_RECORDED INFORMATION_
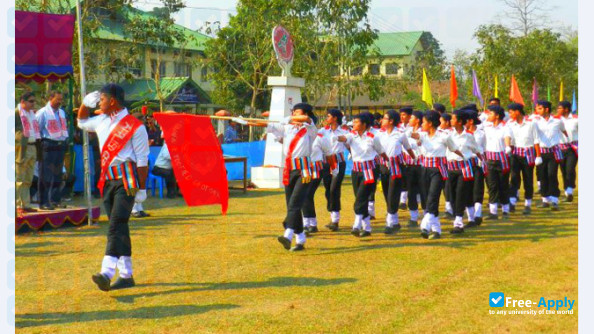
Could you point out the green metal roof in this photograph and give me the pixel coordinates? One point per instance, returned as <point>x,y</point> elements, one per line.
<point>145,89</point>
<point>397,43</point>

==

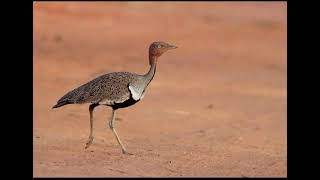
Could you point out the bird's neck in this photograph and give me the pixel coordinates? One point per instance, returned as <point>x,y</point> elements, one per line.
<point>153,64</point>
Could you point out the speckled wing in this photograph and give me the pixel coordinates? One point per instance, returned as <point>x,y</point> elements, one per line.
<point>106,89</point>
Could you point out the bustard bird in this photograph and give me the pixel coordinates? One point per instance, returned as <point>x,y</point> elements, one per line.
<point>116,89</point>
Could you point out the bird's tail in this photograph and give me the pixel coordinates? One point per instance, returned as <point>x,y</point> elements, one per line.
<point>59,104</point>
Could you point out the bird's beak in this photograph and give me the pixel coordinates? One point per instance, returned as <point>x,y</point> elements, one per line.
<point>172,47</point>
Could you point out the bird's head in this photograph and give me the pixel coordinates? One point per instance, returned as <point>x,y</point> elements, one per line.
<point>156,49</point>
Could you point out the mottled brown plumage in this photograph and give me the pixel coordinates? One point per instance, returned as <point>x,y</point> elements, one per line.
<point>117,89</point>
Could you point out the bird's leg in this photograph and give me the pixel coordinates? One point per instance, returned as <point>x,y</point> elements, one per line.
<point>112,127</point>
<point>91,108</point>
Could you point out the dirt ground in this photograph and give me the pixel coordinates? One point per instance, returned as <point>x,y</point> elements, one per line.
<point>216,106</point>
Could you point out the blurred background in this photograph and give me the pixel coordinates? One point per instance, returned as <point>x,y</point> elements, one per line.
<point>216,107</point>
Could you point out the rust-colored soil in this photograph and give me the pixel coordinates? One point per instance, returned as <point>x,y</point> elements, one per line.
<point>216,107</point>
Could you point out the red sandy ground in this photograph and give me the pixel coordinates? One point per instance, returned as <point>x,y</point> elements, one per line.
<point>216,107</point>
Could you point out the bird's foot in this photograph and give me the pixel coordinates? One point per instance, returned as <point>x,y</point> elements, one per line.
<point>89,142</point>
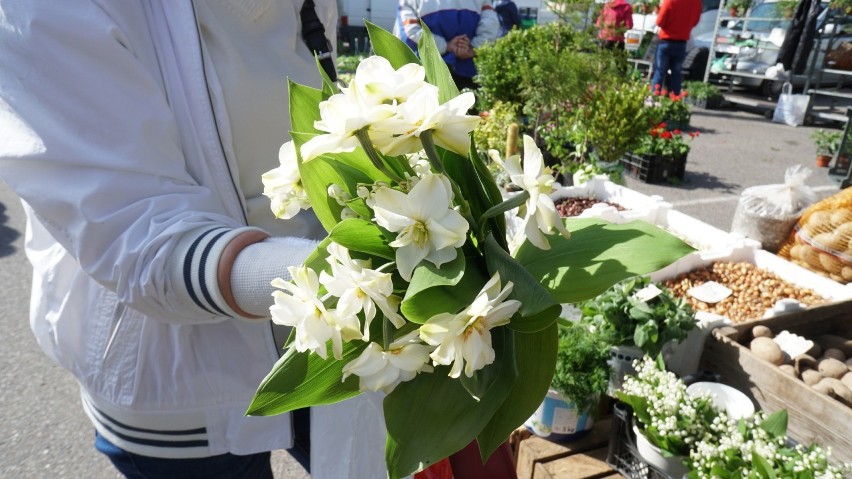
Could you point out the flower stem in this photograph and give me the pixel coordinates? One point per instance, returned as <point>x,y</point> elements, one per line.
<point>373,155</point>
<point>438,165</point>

_AIM_
Update the rows from the line containing "Could you point out the green" through the line containing "<point>397,43</point>" by replacing "metal roof" with "tiled roof" and leaving all other text unchanged. Return only those lines.

_COMPLETED EXERCISE_
Could you point out the green tiled roof in this photograph and give me the pixel coordinates? One point per instance, returned as <point>x,y</point> elements, one per line.
<point>145,89</point>
<point>397,43</point>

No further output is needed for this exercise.